=== Section Start ===

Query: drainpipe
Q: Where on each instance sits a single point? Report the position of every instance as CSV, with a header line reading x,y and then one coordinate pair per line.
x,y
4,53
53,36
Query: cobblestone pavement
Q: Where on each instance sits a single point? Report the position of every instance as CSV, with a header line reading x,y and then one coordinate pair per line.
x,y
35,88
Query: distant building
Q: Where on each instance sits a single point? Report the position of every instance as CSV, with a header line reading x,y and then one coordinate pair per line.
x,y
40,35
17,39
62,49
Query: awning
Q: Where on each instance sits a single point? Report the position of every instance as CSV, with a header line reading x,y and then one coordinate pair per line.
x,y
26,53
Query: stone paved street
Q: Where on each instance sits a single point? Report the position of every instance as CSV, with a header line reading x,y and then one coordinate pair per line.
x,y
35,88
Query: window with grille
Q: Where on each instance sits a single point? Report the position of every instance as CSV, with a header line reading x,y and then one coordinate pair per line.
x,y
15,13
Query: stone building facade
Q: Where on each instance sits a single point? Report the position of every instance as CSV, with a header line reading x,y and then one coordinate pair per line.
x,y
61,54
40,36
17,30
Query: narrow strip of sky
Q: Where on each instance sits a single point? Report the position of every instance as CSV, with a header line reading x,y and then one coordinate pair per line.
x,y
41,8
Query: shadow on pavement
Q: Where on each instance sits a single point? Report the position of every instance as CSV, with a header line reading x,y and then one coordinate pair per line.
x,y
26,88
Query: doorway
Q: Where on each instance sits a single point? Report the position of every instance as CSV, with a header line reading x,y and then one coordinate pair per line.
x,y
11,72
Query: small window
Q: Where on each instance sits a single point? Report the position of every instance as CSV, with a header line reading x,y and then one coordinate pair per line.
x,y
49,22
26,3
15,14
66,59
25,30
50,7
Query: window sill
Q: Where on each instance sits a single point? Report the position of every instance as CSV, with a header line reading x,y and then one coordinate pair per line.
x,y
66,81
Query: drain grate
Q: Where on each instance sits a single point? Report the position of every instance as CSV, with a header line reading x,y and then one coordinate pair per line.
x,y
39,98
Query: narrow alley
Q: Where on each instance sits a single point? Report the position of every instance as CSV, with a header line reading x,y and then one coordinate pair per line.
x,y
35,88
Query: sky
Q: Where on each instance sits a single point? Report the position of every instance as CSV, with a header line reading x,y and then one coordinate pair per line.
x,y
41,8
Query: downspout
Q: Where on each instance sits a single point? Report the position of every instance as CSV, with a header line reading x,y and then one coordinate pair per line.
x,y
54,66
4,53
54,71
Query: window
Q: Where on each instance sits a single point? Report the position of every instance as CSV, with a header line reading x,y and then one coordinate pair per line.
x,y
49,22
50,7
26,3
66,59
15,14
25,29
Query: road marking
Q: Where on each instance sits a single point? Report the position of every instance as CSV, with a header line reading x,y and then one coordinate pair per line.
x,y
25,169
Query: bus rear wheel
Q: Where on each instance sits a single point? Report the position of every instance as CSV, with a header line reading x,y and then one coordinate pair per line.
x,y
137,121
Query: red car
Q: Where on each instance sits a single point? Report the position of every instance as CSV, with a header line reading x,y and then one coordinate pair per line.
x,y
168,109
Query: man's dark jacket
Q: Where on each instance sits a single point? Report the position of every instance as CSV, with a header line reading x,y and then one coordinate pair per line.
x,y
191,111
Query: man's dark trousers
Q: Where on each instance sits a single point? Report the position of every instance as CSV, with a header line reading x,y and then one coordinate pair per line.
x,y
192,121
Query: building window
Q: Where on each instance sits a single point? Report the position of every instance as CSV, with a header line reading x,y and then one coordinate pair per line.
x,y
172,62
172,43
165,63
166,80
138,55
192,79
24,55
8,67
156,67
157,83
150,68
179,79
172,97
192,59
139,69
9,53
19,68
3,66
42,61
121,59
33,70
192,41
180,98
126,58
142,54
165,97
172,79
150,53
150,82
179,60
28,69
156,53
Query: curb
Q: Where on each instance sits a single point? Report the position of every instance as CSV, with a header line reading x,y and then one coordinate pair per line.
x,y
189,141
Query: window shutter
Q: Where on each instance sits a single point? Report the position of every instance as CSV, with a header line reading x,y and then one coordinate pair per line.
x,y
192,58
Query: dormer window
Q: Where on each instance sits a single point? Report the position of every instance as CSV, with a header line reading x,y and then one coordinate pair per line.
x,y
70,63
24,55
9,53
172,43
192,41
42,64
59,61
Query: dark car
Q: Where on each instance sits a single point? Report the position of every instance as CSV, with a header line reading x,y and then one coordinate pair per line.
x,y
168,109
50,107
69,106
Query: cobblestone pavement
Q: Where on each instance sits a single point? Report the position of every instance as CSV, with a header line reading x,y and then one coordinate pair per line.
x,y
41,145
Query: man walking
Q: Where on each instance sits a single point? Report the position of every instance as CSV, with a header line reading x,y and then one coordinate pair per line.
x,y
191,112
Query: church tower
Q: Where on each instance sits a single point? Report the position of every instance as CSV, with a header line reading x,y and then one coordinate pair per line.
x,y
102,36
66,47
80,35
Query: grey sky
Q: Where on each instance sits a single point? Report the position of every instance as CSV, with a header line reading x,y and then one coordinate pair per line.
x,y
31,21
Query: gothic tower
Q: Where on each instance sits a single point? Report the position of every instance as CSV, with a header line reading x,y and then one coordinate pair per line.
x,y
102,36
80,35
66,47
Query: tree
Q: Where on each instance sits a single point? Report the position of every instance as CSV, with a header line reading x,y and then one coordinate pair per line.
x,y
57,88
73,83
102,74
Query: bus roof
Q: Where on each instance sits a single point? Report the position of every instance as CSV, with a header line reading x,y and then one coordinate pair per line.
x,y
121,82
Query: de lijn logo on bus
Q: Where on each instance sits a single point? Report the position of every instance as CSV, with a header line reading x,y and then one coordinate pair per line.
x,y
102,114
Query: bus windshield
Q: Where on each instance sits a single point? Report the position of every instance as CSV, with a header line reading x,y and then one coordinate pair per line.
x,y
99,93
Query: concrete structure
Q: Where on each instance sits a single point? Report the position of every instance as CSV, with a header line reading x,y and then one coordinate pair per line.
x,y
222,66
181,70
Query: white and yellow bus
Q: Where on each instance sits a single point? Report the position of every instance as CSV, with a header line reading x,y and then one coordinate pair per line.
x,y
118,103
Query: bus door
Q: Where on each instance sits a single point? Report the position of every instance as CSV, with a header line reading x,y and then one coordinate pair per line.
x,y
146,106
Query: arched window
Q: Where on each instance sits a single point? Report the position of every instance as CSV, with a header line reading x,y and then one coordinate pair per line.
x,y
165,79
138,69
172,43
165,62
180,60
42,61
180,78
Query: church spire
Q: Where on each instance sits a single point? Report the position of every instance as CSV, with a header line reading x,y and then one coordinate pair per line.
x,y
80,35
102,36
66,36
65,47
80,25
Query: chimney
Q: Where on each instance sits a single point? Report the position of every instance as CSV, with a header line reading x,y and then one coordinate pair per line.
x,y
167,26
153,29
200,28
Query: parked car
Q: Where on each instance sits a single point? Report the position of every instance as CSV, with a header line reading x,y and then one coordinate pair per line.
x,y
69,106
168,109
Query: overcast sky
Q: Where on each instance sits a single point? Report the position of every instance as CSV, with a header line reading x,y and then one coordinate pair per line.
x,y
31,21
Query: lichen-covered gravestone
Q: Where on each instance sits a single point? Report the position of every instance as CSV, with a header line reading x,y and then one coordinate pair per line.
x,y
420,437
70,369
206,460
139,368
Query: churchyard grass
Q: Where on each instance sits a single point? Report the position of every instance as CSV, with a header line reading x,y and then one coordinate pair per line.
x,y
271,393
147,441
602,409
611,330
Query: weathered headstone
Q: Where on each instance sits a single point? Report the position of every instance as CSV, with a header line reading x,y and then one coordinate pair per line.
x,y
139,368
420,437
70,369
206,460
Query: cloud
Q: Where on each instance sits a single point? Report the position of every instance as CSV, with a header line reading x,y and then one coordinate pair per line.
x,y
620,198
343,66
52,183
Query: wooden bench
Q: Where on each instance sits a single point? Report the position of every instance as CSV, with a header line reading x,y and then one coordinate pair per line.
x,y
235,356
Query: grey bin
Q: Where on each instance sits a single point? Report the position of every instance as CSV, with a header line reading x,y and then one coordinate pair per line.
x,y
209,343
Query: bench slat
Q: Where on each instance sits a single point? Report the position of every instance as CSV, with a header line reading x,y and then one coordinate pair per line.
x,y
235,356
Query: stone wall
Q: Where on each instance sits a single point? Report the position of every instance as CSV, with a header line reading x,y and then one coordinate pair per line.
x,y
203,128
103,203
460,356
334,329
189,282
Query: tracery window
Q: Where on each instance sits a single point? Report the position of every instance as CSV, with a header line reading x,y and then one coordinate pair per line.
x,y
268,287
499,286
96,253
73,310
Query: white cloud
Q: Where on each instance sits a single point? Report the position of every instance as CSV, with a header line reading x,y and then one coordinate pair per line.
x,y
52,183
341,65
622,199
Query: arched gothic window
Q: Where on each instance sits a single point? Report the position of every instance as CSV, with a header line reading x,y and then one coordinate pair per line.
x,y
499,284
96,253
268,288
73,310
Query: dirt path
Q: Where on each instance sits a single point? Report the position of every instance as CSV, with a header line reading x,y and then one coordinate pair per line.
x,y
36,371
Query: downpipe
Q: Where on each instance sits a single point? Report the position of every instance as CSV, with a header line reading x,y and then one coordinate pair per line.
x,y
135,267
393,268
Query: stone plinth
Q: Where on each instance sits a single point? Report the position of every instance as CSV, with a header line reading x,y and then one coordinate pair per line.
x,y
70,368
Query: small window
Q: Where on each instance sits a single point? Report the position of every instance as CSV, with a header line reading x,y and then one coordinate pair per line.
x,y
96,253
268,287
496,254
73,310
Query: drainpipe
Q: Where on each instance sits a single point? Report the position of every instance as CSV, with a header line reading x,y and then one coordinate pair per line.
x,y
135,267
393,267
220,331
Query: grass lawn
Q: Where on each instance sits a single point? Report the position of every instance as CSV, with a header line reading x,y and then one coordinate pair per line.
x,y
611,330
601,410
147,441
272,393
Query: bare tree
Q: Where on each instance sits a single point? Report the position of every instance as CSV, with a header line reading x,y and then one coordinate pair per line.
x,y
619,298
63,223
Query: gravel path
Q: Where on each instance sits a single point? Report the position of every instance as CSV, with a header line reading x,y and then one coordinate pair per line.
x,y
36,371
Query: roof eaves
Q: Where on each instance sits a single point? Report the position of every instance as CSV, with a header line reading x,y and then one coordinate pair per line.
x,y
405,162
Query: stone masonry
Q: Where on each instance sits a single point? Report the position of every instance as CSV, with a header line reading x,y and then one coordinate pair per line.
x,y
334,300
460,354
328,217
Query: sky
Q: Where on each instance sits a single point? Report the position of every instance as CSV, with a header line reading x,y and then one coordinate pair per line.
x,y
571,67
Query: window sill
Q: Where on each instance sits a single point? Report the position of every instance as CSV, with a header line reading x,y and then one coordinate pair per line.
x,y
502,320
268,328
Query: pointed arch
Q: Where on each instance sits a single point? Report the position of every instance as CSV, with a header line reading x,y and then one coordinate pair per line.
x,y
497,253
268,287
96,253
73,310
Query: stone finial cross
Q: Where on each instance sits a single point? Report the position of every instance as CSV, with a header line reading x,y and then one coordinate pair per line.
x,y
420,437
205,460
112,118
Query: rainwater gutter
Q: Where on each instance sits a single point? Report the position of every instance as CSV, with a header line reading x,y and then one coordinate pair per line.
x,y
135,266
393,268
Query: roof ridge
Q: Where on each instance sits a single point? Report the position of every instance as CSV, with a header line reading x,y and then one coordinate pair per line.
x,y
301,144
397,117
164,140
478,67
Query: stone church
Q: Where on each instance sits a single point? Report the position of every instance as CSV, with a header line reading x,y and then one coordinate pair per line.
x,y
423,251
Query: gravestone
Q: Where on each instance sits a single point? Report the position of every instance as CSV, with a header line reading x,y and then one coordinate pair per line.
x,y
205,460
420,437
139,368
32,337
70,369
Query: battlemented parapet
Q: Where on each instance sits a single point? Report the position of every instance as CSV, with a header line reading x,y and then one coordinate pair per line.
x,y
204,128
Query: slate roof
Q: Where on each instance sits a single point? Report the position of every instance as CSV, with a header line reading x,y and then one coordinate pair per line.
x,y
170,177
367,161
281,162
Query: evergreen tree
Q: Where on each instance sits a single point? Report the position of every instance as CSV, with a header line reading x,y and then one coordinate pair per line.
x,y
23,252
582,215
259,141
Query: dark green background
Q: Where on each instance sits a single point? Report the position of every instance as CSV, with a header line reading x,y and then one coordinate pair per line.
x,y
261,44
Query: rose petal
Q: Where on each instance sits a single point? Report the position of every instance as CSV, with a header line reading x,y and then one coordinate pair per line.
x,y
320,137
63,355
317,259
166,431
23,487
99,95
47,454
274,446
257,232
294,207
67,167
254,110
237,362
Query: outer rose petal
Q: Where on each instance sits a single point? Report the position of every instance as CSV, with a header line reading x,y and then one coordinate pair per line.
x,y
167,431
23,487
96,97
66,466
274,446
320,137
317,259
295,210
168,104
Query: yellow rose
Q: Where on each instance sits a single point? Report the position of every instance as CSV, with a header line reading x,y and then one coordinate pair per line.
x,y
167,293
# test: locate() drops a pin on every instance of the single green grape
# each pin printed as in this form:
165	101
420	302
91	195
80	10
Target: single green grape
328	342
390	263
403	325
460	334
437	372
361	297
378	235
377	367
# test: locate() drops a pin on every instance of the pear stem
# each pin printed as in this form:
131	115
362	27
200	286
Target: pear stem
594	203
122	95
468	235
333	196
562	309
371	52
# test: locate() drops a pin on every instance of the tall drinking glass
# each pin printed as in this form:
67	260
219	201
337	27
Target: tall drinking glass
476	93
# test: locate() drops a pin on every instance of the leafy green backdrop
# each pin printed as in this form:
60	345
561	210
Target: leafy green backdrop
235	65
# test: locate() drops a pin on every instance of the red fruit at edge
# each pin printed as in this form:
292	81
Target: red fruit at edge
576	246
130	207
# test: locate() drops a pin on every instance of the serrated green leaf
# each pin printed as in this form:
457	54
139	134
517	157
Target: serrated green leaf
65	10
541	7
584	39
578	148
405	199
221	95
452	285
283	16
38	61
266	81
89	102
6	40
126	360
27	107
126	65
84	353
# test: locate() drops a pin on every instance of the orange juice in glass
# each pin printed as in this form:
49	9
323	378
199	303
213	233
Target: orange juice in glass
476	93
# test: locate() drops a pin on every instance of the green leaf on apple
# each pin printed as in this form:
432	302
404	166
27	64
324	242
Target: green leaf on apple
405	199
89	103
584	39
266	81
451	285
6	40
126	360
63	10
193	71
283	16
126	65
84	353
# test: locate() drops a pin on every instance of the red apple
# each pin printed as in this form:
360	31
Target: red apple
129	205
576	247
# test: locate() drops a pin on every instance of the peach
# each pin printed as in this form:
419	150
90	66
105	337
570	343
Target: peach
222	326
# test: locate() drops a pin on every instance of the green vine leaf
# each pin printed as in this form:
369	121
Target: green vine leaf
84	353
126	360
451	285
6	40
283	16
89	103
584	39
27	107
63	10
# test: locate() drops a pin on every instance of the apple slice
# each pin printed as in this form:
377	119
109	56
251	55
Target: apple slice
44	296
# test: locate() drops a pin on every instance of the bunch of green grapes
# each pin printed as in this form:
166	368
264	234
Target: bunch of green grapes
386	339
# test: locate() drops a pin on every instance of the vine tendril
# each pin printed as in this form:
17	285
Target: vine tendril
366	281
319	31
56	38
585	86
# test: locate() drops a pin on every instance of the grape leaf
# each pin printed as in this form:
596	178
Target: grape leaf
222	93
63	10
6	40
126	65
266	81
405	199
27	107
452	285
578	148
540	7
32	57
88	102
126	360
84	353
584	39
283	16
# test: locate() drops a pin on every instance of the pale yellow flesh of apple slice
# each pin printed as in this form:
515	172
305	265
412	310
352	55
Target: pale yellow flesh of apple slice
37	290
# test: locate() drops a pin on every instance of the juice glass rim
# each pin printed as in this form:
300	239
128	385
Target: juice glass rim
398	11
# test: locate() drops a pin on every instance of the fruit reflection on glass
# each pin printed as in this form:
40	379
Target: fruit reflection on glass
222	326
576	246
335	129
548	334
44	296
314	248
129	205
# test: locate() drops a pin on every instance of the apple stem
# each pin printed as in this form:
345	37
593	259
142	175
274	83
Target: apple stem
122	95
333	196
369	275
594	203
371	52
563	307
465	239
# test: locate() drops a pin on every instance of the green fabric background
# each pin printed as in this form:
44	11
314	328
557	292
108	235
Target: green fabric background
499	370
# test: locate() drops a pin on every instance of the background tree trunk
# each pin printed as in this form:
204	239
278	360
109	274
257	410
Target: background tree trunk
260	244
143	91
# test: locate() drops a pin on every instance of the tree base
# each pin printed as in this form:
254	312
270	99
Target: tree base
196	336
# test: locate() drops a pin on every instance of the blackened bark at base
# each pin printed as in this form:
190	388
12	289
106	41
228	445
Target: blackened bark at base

=== Section End ===

## Task to carry out
Give back the opening line of the records above and every line after it, up to and including the one with "Query: stone paved street", unchanged.

## Exercise result
Query: drainpipe
Q: Where on each instance sits a single point? Report the position of every instance as CSV, with a header line reading x,y and then one coordinate pair per line.
x,y
4,53
53,36
Query: cobblestone pavement
Q: Where on each instance sits a single point? Report the position of every instance as CSV, with a header line reading x,y and then one coordinate pair per line.
x,y
35,88
Query: distant building
Q: Where on each instance sits a single point? Report the position of every instance as CSV, with a header line reading x,y and then one coordinate pair per line.
x,y
40,35
17,39
62,49
Query: awning
Q: Where on each instance sits a single point? Report the position of every instance as CSV, with a header line reading x,y and then one coordinate pair per line.
x,y
26,53
Query: stone paved street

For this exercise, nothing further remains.